## Ejercicio 1
Reproduce el pasaje del testimonio sobre la empresa que va entre "No hubo nada" y "su renovado esplendor.", ambos incluidos.
## Ejercicio 2
Según el testimonio sobre la empresa, ¿por qué quien escribe ofrece su reconocimiento a la empresa? Responde en una a tres oraciones.

## Fragmento citado
"""
No hubo nada de sobreactuación de parte de la empresa, ninguna desconfianza ante lo que podía haberse interpretado como un pedido descomedido o incluso abusivo por parte del cliente. En una sociedad bastante tolerante con la impostura, en que toda empresa grande o pequeña se vanagloria constantemente de sus presuntas bondades mediante acciones de marketing dirigidas a convencernos de esas pretendidas virtudes, apelando a slogans comerciales de incomprobable verosimilitud, ofrezco mi testimonio de reconocimiento a la empresa que me permitió creer en que otras prácticas comerciales eran posibles; sin alharaca ni demagogia ni falsas promesas. Resolviendo simple y eficazmente la situación planteada, para brindar un gratificante servicio extra-contractual al cliente.

El centro espacial y la nave intergaláctica en su renovado esplendor.

Este incidente revela la presencia subyacente de una ética comercial proactiva que no buscó excusas ni justificaciones en los reticentes, convencionales y restringidos alcances de cualquier vínculo mercantil/contractual standard, para eludir responsabilidades; incluso aunque éstas fueran difusas, como en este caso.
"""
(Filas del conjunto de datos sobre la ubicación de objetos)
"""
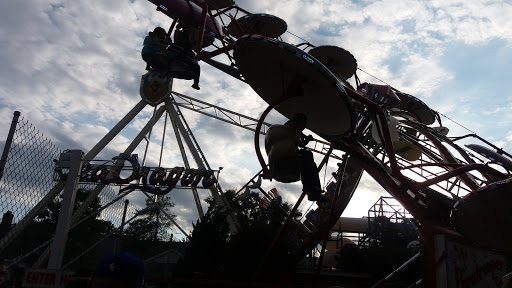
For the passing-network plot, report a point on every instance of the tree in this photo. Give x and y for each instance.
(216, 253)
(80, 238)
(152, 223)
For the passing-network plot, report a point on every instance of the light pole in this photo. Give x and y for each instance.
(218, 175)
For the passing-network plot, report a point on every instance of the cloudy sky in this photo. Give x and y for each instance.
(73, 69)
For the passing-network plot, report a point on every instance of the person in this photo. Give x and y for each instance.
(3, 269)
(119, 270)
(154, 51)
(308, 174)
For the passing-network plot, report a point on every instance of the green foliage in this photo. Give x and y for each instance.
(43, 228)
(216, 253)
(152, 223)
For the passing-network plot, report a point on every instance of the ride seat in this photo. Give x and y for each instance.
(284, 162)
(169, 58)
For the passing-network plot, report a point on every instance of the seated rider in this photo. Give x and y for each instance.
(155, 51)
(309, 174)
(157, 55)
(182, 38)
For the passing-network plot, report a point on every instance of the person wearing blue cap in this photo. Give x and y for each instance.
(119, 270)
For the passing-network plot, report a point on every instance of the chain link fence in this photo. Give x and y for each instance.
(27, 183)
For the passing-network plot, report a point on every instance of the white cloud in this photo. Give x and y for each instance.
(73, 68)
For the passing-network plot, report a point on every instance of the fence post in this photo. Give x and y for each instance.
(8, 142)
(71, 159)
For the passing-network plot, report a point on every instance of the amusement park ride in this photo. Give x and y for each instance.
(461, 192)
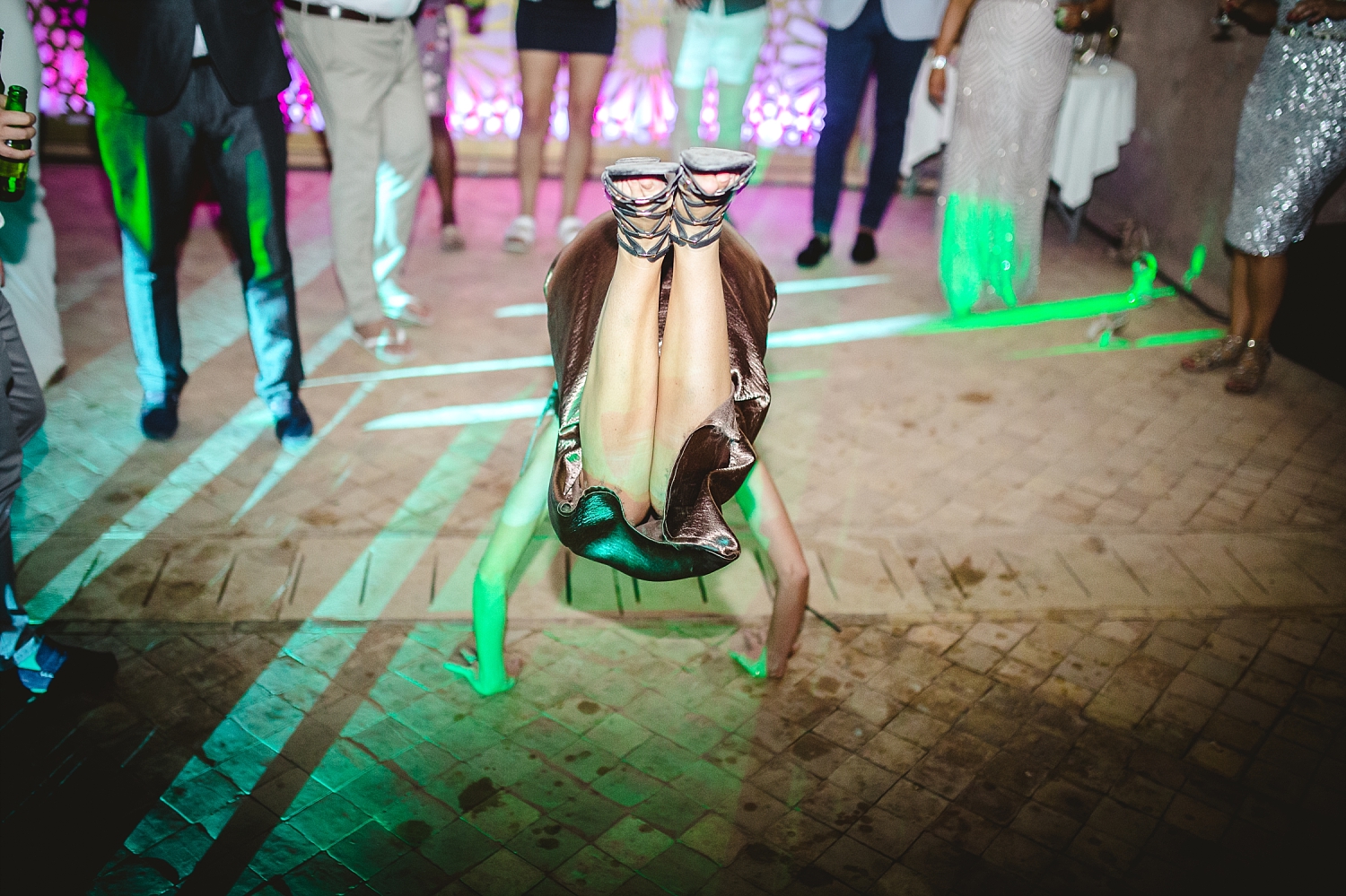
"""
## Solución 1
No hubo nada de sobreactuación de parte de la empresa, ninguna desconfianza ante lo que podía haberse interpretado como un pedido descomedido o incluso abusivo por parte del cliente. En una sociedad bastante tolerante con la impostura, en que toda empresa grande o pequeña se vanagloria constantemente de sus presuntas bondades mediante acciones de marketing dirigidas a convencernos de esas pretendidas virtudes, apelando a slogans comerciales de incomprobable verosimilitud, ofrezco mi testimonio de reconocimiento a la empresa que me permitió creer en que otras prácticas comerciales eran posibles; sin alharaca ni demagogia ni falsas promesas. Resolviendo simple y eficazmente la situación planteada, para brindar un gratificante servicio extra-contractual al cliente.

El centro espacial y la nave intergaláctica en su renovado esplendor.

## Solución 2
Lo ofrece porque la empresa le permitió creer que otras prácticas comerciales eran posibles, sin alharaca ni demagogia ni falsas promesas. La empresa resolvió la situación planteada de forma simple y eficaz y brindó así un servicio extracontractual gratificante al cliente.